* **PROBLEM STATEMENT**: Please write out exactly, and only, the lines from the first in the material below to the line containing "Highlight the dark mobile", both included.

INFORMATION SUPPLIED Start Marker

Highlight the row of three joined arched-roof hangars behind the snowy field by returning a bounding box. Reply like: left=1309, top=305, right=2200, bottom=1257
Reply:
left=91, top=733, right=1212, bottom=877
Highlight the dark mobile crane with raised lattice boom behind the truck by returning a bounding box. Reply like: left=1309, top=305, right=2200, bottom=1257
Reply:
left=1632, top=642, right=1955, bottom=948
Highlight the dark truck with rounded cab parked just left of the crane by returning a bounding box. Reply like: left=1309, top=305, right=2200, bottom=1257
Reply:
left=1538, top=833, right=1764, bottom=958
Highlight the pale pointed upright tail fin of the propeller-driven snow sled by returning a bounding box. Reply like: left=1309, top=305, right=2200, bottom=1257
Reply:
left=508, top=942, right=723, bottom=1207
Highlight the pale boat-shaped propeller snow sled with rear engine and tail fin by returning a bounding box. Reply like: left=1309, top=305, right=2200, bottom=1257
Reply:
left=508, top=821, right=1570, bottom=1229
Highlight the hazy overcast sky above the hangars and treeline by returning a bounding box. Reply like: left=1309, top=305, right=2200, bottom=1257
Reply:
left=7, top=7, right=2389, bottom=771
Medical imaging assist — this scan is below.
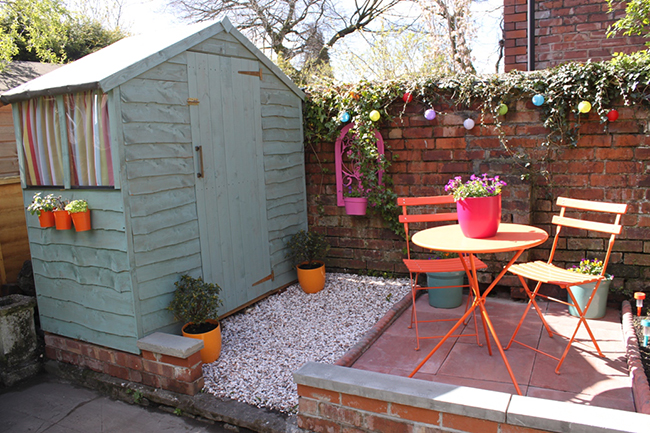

INFORMATION SUPPLIED End Marker

* **OUTPUT OF THE TASK**:
Highlight the row of three joined arched-roof hangars behind the snowy field by returning a bounding box. Reply like: left=1309, top=305, right=2200, bottom=1257
Reply:
left=91, top=733, right=1212, bottom=877
Highlight the dark mobile crane with raised lattice boom behind the truck by returning a bounding box. Reply like: left=1309, top=305, right=2200, bottom=1257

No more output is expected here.